▸ **Passage for review**
- - -

The Relationship Between Borderline Personality and Obesity

Sansone-001Dr. Randy A. Sansone is a Professor in the Departments of Psychiaty and Internal Medicine at Wright State University School of Medicine and is also Director of Psychiatry Education at Kettering Medical Center.

Dr. Sansone’s research interest in eating disorders began after medical school when he was in residency, where he participated in a family study of anorexia and bulimia nervosa. During his work in this field, he noticed that a number of patients had symptoms beyond the confines of eating pathology, such as promiscuity, drug and alcohol difficulties, and self-harm behavior in the form of self-mutilation (e.g., self-cutting) and suicide attempts. This impulsive subgroup oftentimes suffered from a co-present disorder, borderline personality disorder, which initiated his path as a researcher in borderline personality disorder, which is now his primary focus of research. His work in this field has culminated into 330 professional articles, 36 book chapters, 2 co-edited books (Self-Harm Behavior and Eating Disorders; Personality Disorders and Eating Disorders) and 2 co-authored books (Borderline Personality in the Medical Setting; Transcending the Personality Disordered Parent). This last volume is a self-help guide to those individuals who struggle with problematic parents.

His recent paper, titled “The Relationship Between Borderline Personality and Obesity” was published in the journal Innovations in Clinical Neuroscience.

Background of the study: The Relationship Between Borderline Personality and Obesity

Historically, researchers have been aware that a number of individuals who suffer from obesity have impulsive eating patterns. Impulsive behaviors, including impulsive eating patterns, are oftentimes associated with borderline personality disorder. Therefore, we suspected a potential relationship between obesity and borderline personality in some individuals.

In this paper, we summarized our past four studies along with five additional studies on the prevalence of borderline personality among obese study participants. At the time of the publication (2013), these represented the majority of available studies. We found that in averaging the prevalence rates for each of the measures used to assess borderline personality in these various studies, the prevalence rate was around 27%–a significant minority.

- - -

▸ **Study material**

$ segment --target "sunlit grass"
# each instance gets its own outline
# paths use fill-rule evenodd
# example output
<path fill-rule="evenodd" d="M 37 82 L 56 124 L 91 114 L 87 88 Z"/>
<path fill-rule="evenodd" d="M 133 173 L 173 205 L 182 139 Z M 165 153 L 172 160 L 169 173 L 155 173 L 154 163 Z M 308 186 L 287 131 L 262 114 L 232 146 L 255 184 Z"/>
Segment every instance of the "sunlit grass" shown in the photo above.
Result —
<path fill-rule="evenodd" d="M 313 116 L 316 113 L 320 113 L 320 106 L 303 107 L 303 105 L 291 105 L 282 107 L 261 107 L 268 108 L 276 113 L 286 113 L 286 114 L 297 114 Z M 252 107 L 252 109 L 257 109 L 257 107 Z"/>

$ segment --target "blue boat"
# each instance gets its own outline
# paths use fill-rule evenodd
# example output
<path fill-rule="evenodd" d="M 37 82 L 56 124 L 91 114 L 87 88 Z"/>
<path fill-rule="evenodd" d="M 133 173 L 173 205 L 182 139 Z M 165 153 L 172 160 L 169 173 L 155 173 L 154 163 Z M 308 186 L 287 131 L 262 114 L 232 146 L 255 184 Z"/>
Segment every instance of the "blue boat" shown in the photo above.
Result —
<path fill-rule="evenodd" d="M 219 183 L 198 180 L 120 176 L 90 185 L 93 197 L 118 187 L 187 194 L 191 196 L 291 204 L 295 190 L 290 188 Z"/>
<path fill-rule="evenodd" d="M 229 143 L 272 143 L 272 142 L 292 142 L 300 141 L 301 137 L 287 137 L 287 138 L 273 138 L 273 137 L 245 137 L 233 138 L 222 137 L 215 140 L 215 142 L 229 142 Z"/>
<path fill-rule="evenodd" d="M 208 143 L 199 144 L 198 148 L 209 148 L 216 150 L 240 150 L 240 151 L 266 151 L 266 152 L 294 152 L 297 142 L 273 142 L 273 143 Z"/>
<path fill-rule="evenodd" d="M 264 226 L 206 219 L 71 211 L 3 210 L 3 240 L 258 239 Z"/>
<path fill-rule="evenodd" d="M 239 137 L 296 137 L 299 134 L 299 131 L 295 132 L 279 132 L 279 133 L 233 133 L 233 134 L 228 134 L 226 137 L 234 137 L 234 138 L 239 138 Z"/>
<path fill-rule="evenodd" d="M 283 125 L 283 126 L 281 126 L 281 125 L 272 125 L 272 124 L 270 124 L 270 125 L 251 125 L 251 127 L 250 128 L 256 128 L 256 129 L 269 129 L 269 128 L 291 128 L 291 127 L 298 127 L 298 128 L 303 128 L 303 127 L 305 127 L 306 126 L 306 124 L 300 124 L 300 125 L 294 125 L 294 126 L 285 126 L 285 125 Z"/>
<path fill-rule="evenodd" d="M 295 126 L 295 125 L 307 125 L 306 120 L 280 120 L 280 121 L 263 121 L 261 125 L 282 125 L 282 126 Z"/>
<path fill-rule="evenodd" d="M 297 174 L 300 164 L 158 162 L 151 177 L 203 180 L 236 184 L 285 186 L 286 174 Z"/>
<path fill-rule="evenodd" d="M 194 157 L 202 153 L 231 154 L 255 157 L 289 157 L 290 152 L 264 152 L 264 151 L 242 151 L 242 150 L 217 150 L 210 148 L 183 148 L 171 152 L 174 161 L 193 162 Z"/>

- - -

▸ **Problem details**
Transcribe the passage on borderline personality and obesity, beginning at the words "His recent paper, titled" and stopping after "in some individuals.".

▸ **Worked solution**
His recent paper, titled “The Relationship Between Borderline Personality and Obesity” was published in the journal Innovations in Clinical Neuroscience.

Background of the study: The Relationship Between Borderline Personality and Obesity

Historically, researchers have been aware that a number of individuals who suffer from obesity have impulsive eating patterns. Impulsive behaviors, including impulsive eating patterns, are oftentimes associated with borderline personality disorder. Therefore, we suspected a potential relationship between obesity and borderline personality in some individuals.